* What the exercise asks
Output each of the entries below verbatim, with every line and character kept unchanged.

* Available data
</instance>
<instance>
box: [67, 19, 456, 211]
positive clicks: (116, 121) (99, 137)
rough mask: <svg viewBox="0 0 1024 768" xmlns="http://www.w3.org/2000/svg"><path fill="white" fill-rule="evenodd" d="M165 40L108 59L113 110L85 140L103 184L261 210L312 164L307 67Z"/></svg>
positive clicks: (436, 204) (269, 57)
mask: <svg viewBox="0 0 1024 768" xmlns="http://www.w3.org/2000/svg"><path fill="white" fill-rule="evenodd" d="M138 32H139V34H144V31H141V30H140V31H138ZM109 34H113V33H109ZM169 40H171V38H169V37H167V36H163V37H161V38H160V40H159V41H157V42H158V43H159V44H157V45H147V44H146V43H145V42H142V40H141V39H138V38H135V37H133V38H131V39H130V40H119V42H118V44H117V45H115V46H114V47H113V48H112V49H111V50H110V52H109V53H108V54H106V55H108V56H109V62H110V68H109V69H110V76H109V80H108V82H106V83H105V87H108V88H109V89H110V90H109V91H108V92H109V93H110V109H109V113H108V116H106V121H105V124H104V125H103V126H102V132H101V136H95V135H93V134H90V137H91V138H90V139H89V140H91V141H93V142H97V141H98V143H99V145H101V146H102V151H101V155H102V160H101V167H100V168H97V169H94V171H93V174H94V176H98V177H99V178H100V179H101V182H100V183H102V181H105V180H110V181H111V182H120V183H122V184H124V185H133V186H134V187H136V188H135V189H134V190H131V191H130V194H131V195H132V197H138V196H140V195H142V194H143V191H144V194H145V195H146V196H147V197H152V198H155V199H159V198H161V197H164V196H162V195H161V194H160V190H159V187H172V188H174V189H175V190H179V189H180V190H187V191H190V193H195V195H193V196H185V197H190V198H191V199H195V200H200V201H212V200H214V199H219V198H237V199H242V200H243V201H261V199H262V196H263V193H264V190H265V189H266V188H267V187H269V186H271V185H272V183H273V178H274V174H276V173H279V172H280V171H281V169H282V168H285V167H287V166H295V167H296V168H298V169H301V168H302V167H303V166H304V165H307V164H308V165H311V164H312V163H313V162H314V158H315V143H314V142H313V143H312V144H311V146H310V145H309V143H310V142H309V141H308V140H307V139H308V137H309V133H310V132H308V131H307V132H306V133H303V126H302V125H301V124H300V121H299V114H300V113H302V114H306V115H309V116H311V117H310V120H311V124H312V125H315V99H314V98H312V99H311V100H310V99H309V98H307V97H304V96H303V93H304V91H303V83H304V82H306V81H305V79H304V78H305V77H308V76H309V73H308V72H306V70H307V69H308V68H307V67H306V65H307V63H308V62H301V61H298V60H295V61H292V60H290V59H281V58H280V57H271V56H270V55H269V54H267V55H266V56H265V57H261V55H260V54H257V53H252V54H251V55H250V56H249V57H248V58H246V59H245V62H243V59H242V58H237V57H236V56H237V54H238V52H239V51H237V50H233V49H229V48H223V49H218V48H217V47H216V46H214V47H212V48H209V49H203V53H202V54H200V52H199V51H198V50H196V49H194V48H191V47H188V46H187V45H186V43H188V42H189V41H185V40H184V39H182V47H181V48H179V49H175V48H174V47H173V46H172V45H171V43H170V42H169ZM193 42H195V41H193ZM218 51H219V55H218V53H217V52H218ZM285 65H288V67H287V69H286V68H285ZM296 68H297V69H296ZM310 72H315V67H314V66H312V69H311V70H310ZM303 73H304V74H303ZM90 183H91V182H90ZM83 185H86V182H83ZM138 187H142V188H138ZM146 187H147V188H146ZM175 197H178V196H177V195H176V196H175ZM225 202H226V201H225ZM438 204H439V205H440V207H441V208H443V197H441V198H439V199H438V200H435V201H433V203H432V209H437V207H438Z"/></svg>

* Reply
</instance>
<instance>
box: [67, 19, 456, 211]
positive clicks: (116, 121) (99, 137)
rough mask: <svg viewBox="0 0 1024 768" xmlns="http://www.w3.org/2000/svg"><path fill="white" fill-rule="evenodd" d="M165 40L108 59L113 110L85 140L103 184L261 210L312 164L307 67Z"/></svg>
positive clicks: (436, 204) (269, 57)
mask: <svg viewBox="0 0 1024 768" xmlns="http://www.w3.org/2000/svg"><path fill="white" fill-rule="evenodd" d="M138 32H139V34H144V31H141V30H140V31H138ZM109 34H113V33H109ZM169 40H171V38H169V37H167V36H163V37H161V38H160V40H159V41H157V42H158V43H159V44H157V45H147V44H146V43H145V42H142V40H141V39H138V38H135V37H133V38H131V39H130V40H119V42H118V44H117V45H115V46H114V47H113V48H112V49H111V50H110V52H109V53H108V54H106V55H108V56H109V62H110V68H109V69H110V76H109V80H108V82H106V83H105V87H108V88H109V89H110V90H109V91H108V92H109V93H110V109H109V113H108V116H106V121H105V124H104V125H103V126H102V132H101V136H95V135H93V134H90V137H91V138H90V139H89V140H91V141H93V142H97V141H98V143H99V145H101V146H102V151H101V155H102V160H101V167H100V168H97V169H94V171H93V174H94V176H98V177H99V178H100V179H101V182H100V183H102V181H105V180H110V181H111V182H120V183H122V184H124V185H133V186H134V187H136V188H135V189H134V190H131V191H130V194H131V195H132V197H138V196H140V195H142V194H143V191H144V194H145V195H146V196H147V197H152V198H155V199H159V198H161V197H164V196H162V195H161V194H160V190H159V187H172V188H174V189H175V190H179V189H180V190H187V191H190V193H195V195H193V196H185V197H190V198H191V199H195V200H200V201H212V200H214V199H219V198H237V199H242V200H243V201H261V199H262V196H263V193H264V190H265V189H266V188H267V187H269V186H271V185H272V183H273V178H274V174H276V173H279V172H280V171H281V169H282V168H285V167H287V166H295V167H296V168H298V169H301V168H302V167H303V166H304V165H307V164H308V165H311V164H312V163H313V162H314V158H315V143H314V142H313V143H312V144H311V146H310V145H309V143H310V142H309V141H308V140H307V139H308V137H309V133H310V132H308V131H307V132H306V133H303V126H302V125H301V124H300V121H299V114H300V113H302V114H306V115H309V116H311V117H310V120H311V124H312V125H315V99H314V98H312V99H311V100H310V99H309V98H307V97H304V96H303V93H304V91H303V83H304V82H306V81H305V79H304V78H305V77H308V76H309V73H308V72H306V70H307V69H308V68H307V67H306V65H307V63H308V62H301V61H298V60H295V61H292V60H290V59H281V58H280V57H271V56H270V55H269V54H267V55H266V56H265V57H261V55H260V54H257V53H252V54H251V55H250V56H249V57H248V58H246V59H245V62H243V59H242V58H237V57H236V56H237V54H238V52H239V51H237V50H233V49H229V48H223V49H218V48H217V47H216V46H214V47H212V48H209V49H203V53H202V54H200V52H199V51H198V50H196V49H194V48H191V47H188V46H187V45H186V43H188V42H189V41H185V40H184V39H182V47H181V48H179V49H175V48H174V47H173V46H172V45H171V43H170V42H169ZM193 42H195V41H193ZM218 51H219V55H218V53H217V52H218ZM285 65H288V67H287V69H286V68H285ZM296 68H297V69H296ZM310 72H315V67H314V66H312V69H311V70H310ZM303 73H304V74H303ZM90 183H91V182H90ZM83 185H86V182H83ZM138 187H142V188H138ZM146 187H147V188H146ZM175 197H178V196H177V195H176V196H175ZM225 202H226V201H225ZM438 204H439V205H440V207H441V208H443V197H441V198H439V199H438V200H435V201H433V203H432V209H437V207H438Z"/></svg>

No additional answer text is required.